● WHAT TO WORK ON
- 1) According to the passage on finger joint denervation, what span of years did the retrospective review cover?
- 2) Extend the passage on finger joint denervation, beginning after its final sentence.

● PASSAGE
Implant arthroplasty preserves motion but is likewise subject to complications—particularly at the level of the proximal interphalangeal joint. In contrast, finger joint denervation is a simple outpatient procedure that maintains joint motion. In this study, we describe our surgical techniques for joint denervation and review our survey of patient satisfaction.


A retrospective review was performed of all patients undergoing finger joint denervation for osteoarthritis at our institution from 2012 to 2014. Each patient was contacted by phone and asked to rate their pre- and postoperative pain and function.


Patients were also asked about any complications experienced and if they would choose to undergo the operation again.

Dataset entries:
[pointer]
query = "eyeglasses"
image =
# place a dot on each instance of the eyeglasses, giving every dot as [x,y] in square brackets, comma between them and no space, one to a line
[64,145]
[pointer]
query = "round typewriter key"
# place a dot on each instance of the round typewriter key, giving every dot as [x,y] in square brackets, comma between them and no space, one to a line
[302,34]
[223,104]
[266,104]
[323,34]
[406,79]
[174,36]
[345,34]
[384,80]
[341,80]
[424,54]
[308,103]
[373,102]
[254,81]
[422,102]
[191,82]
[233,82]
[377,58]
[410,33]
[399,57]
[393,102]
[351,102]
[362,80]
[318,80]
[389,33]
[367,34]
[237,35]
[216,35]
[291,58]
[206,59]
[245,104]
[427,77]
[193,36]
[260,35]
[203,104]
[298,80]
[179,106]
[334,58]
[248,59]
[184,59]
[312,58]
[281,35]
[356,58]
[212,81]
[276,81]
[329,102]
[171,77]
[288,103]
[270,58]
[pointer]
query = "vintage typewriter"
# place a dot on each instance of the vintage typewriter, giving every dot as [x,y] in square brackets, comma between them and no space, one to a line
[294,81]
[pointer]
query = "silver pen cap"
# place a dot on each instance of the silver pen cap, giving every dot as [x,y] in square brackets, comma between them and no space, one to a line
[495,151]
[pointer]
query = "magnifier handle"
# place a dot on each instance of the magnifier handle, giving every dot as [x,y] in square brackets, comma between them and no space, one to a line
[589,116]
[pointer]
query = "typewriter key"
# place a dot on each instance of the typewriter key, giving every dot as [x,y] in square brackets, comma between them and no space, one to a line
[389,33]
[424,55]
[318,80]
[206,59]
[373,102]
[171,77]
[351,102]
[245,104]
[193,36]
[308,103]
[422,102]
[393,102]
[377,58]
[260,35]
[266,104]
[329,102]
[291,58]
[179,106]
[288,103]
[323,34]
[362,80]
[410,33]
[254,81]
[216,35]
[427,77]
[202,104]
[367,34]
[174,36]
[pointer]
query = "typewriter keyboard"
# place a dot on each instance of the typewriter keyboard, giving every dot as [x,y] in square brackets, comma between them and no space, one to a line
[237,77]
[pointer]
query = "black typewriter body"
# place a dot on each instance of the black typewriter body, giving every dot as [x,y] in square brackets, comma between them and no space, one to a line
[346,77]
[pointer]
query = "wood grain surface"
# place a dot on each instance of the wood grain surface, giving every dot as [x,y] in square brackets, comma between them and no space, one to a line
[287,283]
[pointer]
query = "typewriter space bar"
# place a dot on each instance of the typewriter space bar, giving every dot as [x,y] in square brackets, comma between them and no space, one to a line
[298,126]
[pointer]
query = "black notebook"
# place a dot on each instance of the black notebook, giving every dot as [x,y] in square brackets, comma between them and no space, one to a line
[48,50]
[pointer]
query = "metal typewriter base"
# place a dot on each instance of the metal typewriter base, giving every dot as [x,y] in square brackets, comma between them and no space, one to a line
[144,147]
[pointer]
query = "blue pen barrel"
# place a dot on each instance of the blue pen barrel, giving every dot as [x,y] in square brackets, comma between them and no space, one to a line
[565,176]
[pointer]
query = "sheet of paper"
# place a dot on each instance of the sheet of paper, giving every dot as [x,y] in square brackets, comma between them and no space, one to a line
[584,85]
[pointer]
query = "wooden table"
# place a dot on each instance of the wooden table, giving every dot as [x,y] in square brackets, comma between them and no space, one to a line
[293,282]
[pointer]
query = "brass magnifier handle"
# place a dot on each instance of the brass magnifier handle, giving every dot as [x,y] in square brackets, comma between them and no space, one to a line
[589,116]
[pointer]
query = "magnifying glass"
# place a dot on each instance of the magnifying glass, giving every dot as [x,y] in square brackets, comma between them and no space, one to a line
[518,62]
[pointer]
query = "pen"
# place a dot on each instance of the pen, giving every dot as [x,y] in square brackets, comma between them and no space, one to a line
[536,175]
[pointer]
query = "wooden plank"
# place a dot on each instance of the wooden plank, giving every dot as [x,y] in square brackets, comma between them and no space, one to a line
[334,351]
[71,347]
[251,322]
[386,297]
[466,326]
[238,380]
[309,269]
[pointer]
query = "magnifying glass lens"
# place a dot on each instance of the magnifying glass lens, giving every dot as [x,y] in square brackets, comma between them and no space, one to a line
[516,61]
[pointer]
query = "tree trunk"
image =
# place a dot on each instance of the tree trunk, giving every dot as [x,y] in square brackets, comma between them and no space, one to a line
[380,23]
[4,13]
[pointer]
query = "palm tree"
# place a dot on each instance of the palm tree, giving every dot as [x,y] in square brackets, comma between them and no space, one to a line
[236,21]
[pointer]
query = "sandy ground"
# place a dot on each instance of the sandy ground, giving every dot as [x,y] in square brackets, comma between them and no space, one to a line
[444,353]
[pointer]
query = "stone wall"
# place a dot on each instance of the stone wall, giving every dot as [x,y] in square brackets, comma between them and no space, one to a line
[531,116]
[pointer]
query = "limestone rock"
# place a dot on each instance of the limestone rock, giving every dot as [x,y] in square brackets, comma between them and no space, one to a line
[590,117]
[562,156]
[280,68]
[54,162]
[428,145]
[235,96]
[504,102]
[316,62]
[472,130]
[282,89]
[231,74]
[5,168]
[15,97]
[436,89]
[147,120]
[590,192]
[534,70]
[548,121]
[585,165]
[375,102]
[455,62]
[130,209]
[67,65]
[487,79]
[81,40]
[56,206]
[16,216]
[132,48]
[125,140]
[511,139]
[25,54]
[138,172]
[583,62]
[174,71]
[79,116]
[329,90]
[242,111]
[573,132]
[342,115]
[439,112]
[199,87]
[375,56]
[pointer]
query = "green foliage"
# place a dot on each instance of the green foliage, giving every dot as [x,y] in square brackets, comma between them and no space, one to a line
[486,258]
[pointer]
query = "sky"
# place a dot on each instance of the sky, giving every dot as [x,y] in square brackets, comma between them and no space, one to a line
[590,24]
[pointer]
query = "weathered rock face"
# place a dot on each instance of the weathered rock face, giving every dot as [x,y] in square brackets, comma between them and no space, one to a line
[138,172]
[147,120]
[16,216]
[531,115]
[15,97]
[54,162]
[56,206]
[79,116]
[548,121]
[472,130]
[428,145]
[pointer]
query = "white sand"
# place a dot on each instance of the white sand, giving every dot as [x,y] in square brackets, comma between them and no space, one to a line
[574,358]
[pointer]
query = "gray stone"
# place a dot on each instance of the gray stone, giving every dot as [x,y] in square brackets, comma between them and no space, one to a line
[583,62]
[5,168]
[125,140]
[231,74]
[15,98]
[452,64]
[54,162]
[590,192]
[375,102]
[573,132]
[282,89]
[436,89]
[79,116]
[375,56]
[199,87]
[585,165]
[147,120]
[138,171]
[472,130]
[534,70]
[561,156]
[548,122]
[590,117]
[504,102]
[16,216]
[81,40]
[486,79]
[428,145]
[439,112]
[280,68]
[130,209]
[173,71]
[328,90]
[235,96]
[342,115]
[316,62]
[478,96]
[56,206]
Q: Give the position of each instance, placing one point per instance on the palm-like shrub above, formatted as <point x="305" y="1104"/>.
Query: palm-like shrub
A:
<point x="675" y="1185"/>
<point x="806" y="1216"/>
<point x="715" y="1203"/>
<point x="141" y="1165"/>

==

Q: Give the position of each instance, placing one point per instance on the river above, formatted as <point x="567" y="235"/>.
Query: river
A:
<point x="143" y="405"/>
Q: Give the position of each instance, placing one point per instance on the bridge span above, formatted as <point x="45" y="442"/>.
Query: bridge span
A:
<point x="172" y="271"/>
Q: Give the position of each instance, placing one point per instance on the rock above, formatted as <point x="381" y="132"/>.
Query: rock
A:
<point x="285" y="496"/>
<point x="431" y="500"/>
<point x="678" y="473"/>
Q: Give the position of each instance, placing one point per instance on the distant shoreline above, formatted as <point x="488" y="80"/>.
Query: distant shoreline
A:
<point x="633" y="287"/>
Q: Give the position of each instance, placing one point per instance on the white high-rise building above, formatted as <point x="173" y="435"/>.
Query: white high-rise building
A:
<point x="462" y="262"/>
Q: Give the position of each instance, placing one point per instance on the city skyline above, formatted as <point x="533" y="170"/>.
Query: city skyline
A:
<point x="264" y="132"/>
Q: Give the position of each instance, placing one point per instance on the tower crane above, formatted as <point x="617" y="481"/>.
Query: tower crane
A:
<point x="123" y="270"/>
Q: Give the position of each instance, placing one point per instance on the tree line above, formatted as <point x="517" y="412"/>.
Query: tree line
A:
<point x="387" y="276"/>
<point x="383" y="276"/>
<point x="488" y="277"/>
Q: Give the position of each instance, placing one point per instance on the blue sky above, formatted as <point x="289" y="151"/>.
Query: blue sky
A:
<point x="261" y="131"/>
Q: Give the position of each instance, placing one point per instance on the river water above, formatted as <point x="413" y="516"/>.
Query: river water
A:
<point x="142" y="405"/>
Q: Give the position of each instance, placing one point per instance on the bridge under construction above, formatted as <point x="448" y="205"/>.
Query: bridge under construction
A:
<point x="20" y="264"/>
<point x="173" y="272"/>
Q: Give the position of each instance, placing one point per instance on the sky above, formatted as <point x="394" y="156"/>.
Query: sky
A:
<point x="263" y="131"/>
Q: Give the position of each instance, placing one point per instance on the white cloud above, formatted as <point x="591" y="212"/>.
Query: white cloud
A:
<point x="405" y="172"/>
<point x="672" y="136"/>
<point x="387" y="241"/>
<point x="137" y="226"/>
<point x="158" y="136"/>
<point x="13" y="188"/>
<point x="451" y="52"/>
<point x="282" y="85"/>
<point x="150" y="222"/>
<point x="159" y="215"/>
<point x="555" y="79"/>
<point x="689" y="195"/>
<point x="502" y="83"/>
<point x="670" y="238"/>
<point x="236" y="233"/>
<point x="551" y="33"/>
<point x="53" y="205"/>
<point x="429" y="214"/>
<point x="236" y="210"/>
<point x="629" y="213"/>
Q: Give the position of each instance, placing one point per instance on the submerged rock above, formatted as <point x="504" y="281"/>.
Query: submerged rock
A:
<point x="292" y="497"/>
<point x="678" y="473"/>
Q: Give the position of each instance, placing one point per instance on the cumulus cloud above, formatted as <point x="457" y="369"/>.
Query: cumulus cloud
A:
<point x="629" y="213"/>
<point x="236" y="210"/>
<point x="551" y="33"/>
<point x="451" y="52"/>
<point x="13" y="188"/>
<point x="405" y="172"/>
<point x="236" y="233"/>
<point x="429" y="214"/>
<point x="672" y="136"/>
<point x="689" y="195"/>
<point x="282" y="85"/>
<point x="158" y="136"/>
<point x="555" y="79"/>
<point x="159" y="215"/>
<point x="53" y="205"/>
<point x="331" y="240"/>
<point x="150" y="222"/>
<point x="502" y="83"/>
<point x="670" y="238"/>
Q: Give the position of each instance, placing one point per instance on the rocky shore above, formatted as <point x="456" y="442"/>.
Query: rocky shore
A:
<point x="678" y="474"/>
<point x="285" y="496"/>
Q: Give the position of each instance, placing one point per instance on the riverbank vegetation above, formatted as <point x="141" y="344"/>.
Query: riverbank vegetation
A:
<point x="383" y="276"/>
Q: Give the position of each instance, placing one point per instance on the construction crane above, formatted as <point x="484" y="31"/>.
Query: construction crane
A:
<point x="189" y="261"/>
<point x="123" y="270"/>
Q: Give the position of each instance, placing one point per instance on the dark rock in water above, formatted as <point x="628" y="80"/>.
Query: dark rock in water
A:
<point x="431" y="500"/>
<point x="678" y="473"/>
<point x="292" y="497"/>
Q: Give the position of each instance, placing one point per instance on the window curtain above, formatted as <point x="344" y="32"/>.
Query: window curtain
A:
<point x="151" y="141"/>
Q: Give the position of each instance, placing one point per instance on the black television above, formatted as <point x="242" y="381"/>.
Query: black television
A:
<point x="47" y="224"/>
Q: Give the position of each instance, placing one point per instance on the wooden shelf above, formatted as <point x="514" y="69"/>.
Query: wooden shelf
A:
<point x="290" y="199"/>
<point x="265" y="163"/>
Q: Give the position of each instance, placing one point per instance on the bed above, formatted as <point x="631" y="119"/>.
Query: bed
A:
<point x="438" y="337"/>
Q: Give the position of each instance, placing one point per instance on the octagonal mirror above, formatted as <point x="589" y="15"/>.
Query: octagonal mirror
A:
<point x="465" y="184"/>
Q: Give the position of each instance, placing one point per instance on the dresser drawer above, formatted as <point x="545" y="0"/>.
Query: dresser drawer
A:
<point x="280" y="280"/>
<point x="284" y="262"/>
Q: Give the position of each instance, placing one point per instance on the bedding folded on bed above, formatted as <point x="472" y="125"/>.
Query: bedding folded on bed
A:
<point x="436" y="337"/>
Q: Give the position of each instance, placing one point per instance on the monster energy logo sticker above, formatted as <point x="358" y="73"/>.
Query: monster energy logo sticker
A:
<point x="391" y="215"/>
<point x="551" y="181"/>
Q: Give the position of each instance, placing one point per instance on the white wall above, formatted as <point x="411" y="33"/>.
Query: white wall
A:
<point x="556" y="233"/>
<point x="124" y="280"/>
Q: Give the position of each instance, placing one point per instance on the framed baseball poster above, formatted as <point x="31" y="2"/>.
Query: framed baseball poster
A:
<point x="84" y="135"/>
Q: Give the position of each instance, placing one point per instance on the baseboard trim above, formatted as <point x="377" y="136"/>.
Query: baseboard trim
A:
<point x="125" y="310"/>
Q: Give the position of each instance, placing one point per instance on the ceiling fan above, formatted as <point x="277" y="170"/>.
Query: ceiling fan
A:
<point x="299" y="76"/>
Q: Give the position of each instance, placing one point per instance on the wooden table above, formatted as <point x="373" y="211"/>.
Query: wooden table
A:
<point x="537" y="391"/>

● RESPONSES BY ITEM NUMBER
- 1) It covered 2012 to 2014.

- 2)
Over the 2-year period, 12 patients underwent denervation of 23 joints. Of the 12 patients in the study, 11 undergoing 22 joint denervations were available for our survey. Patient-reported pain scores fell from a median of 5/5 preoperatively to 0/5 after recovery (P < 0.001). Perceived hand function improved from a preoperative reported median of 2/5 to a postoperative median of 5/5 (P < 0.001). Complications were few, and 9 of 11 patients said they would choose to have the operation again.


Joint denervation is a safe and effective treatment modality for osteoarthritis of the digits, resulting in good pain relief and high patient satisfaction with low complication rates.